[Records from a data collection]
►
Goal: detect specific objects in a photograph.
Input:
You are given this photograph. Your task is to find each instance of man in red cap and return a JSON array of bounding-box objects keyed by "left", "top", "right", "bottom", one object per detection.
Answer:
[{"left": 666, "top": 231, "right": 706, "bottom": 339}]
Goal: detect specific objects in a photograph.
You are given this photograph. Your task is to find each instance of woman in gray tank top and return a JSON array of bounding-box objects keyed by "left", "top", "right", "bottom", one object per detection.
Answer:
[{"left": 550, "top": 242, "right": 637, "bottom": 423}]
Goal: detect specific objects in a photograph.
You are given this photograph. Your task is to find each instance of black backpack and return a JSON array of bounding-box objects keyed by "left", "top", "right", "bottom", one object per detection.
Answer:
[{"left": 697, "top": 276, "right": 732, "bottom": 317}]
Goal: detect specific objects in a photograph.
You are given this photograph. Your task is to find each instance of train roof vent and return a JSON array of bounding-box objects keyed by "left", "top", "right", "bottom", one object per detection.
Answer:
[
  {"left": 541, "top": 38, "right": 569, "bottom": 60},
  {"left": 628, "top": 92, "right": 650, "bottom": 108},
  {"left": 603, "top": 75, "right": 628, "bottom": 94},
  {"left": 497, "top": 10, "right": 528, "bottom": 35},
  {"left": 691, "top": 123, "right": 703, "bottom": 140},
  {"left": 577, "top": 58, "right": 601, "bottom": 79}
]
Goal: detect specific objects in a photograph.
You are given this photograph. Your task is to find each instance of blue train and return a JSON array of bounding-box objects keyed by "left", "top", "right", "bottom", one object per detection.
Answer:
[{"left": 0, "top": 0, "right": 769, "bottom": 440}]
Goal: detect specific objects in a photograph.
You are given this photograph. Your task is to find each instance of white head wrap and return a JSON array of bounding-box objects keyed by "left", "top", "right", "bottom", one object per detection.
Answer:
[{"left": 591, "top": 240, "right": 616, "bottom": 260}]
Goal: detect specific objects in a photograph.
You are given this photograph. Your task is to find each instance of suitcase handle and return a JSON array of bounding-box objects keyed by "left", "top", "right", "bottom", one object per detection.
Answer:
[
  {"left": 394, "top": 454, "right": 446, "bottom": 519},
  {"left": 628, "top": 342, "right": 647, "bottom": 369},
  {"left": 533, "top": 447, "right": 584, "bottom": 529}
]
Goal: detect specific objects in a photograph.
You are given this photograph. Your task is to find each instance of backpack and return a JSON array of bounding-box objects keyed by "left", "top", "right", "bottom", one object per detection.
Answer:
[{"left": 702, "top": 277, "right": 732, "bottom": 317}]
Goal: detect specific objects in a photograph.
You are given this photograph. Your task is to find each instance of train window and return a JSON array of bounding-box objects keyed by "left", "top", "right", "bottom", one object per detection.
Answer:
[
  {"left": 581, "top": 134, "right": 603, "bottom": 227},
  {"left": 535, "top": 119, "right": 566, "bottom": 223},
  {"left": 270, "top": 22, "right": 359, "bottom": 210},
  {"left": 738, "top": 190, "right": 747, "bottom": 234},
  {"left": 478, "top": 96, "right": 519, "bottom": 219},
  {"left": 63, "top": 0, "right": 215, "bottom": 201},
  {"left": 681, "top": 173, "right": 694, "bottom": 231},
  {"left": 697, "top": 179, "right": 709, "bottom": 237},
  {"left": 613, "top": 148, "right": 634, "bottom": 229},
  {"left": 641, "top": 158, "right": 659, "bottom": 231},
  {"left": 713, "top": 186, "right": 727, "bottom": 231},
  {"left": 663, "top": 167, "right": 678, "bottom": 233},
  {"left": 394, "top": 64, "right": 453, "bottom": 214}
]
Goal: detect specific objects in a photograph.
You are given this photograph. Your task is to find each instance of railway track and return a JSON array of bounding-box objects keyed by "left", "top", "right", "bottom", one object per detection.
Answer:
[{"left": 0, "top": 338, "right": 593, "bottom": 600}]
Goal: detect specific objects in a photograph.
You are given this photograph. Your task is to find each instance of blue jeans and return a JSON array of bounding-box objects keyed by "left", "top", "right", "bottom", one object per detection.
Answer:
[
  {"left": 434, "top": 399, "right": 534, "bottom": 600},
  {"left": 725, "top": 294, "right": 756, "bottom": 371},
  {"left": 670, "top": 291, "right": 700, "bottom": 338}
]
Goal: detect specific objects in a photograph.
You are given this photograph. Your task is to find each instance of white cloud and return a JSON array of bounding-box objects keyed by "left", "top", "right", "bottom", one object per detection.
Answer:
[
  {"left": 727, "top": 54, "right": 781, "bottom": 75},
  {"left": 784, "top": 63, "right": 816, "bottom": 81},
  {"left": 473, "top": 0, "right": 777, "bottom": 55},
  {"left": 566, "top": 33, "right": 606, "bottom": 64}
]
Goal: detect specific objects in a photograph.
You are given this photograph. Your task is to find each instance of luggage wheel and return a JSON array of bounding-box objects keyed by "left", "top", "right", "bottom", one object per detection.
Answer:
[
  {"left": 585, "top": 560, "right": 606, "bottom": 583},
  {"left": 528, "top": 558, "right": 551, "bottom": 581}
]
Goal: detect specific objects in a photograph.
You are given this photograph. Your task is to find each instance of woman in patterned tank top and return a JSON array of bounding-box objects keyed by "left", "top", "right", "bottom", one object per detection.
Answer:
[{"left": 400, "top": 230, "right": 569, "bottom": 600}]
◄
Print every entry exactly as it appears.

* Result for this task *
Goal: detect specific objects in a photograph.
Input:
You are given this photograph. Your task is to find each instance of man in red cap and return a JSON array of bounding-box objects keyed by "left", "top", "right", "bottom", one object per detection.
Answer:
[{"left": 666, "top": 231, "right": 706, "bottom": 339}]
Goal: detect specific objects in a photograph.
You are given this photograph. Your task is to find each instance of woman in gray tank top and return a JSON array of bounding-box objects keyed by "left", "top", "right", "bottom", one object per detection.
Answer:
[{"left": 550, "top": 242, "right": 637, "bottom": 423}]
Goal: detect specific objects in a photograph.
You are given this photograph. Your task is to find each instance of black backpack and return a JSON array of bounding-box objects keyed by "left", "top", "right", "bottom", one object per detection.
Answer:
[{"left": 697, "top": 276, "right": 732, "bottom": 317}]
Goal: detect specific objects in a photograph.
You are given this photograph. Your task is to find each instance of train roof vent and return a JSON array of bounding-box objects keyed by "left", "top", "right", "bottom", one object per detection.
Answer:
[
  {"left": 541, "top": 38, "right": 569, "bottom": 60},
  {"left": 628, "top": 92, "right": 650, "bottom": 108},
  {"left": 603, "top": 75, "right": 628, "bottom": 94},
  {"left": 497, "top": 10, "right": 528, "bottom": 35},
  {"left": 691, "top": 123, "right": 703, "bottom": 140},
  {"left": 577, "top": 58, "right": 601, "bottom": 79}
]
Goal: detect specific objects in a photograph.
You are given this photograph. Your task is to find each instance of blue train and return a JSON array of bounding-box objects keyed by "left", "top", "right", "bottom", one object per detection.
Answer:
[{"left": 0, "top": 0, "right": 769, "bottom": 440}]
Goal: detect specific objects in a photograph.
You are given this photograph. Your task is to find each instance of white head wrap and return a JSON array of bounding-box objects keyed by "left", "top", "right", "bottom", one object per detection.
Answer:
[{"left": 591, "top": 240, "right": 616, "bottom": 260}]
Goal: detect specific objects in a photograph.
You are given this photograph. Your task is to find each instance of suitcase handle and return a JSON array of bounding-box objects keyed by "left", "top", "right", "bottom", one object per detection.
Answer:
[
  {"left": 394, "top": 454, "right": 446, "bottom": 519},
  {"left": 628, "top": 342, "right": 647, "bottom": 369},
  {"left": 533, "top": 447, "right": 584, "bottom": 529}
]
Goal: detect specific objects in a photograph.
You are given this photograph. Your task is to find each instance of backpack and return a JSON array of bounding-box objects keyed by "left", "top", "right", "bottom", one object per detection.
Answer:
[{"left": 702, "top": 277, "right": 732, "bottom": 317}]
Goal: detect specific objects in a photograph.
You are given this photograph. Your task is to find each instance of train window and return a JSON array of bounding-box objects keyed by "left", "top", "right", "bottom", one object per detection.
Answer:
[
  {"left": 581, "top": 134, "right": 603, "bottom": 227},
  {"left": 535, "top": 119, "right": 566, "bottom": 223},
  {"left": 270, "top": 22, "right": 359, "bottom": 210},
  {"left": 738, "top": 190, "right": 747, "bottom": 234},
  {"left": 478, "top": 96, "right": 519, "bottom": 219},
  {"left": 63, "top": 0, "right": 215, "bottom": 201},
  {"left": 681, "top": 173, "right": 694, "bottom": 231},
  {"left": 697, "top": 179, "right": 709, "bottom": 237},
  {"left": 613, "top": 148, "right": 634, "bottom": 229},
  {"left": 641, "top": 158, "right": 659, "bottom": 231},
  {"left": 713, "top": 186, "right": 727, "bottom": 231},
  {"left": 663, "top": 167, "right": 678, "bottom": 233},
  {"left": 394, "top": 64, "right": 453, "bottom": 214}
]
Goal: detect specific objects in a photograph.
You are given this photograph. Your task is to find each instance of railway track and return a JSON array of bounding-box objects keyed by "left", "top", "right", "bottom", one object per detection.
Answer:
[{"left": 0, "top": 338, "right": 593, "bottom": 600}]
Goal: detect specific objects in a photograph.
You are given this photograph. Your task is to find each instance of blue jeans and return a JSON array of bounding-box objects keyed by "left", "top", "right", "bottom", one object per detection.
Answer:
[
  {"left": 434, "top": 399, "right": 534, "bottom": 600},
  {"left": 725, "top": 294, "right": 756, "bottom": 371},
  {"left": 670, "top": 291, "right": 700, "bottom": 338}
]
Goal: detect specific objects in a photograph.
You are given this photograph. Your task is to find each instance of white cloud and return a JSON array of bounding-box objects keyed by "left", "top", "right", "bottom", one object per detection.
Answer:
[
  {"left": 727, "top": 54, "right": 781, "bottom": 75},
  {"left": 784, "top": 63, "right": 816, "bottom": 81},
  {"left": 473, "top": 0, "right": 777, "bottom": 55},
  {"left": 566, "top": 33, "right": 606, "bottom": 64}
]
Goal: detect specific objects in a photograph.
You are given this photograph. Your task is to find each instance of luggage wheel and return a JSON array of bounding-box objects keyed by "left", "top", "right", "bottom", one object per detection.
Answer:
[
  {"left": 585, "top": 560, "right": 606, "bottom": 583},
  {"left": 528, "top": 558, "right": 551, "bottom": 581}
]
Goal: detect specific objects in a photograph.
You are given this photograph. Your task is to find each instance of woman in patterned tank top and return a JSON array of bounding-box objects keyed by "left", "top", "right", "bottom", one object per detection.
Answer:
[{"left": 400, "top": 230, "right": 569, "bottom": 600}]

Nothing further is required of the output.